* Task description
Your response should consist of every entry, unchanged.

= Beginning of Section =

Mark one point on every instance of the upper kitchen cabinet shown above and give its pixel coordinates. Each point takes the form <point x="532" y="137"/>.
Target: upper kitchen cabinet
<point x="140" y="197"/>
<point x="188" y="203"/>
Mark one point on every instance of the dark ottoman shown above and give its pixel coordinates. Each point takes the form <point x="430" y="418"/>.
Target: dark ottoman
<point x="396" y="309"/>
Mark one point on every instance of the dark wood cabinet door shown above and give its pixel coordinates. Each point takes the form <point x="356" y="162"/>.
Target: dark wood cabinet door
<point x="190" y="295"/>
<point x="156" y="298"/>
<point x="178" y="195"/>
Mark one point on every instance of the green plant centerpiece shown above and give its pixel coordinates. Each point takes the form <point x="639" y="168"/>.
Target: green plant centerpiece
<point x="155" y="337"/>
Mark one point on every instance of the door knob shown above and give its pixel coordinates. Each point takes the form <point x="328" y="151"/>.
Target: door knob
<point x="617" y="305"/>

= End of Section =

* Response below
Mark one point on every instance of the upper kitchen cabinet shown above and give its pixel coordinates. Each point takes the form <point x="532" y="137"/>.
Target: upper kitchen cabinet
<point x="140" y="197"/>
<point x="188" y="203"/>
Mark one point on every instance of the dark ottoman shown above and give its pixel coordinates. Each point takes the form <point x="430" y="418"/>.
Target: dark ottoman
<point x="396" y="309"/>
Mark one point on every instance of the dark wood cabinet door shown above and give its pixel coordinates. Each point takes the form <point x="356" y="162"/>.
Target: dark wood cabinet door
<point x="190" y="295"/>
<point x="156" y="298"/>
<point x="178" y="195"/>
Mark one point on every instance of the green plant centerpiece shown above and give its pixel coordinates. Each point takes the form <point x="639" y="168"/>.
Target: green plant centerpiece
<point x="155" y="337"/>
Mark one point on every instance of the door knob shown above and give its pixel coordinates. Each point takes the form <point x="328" y="151"/>.
Target: door knob
<point x="617" y="305"/>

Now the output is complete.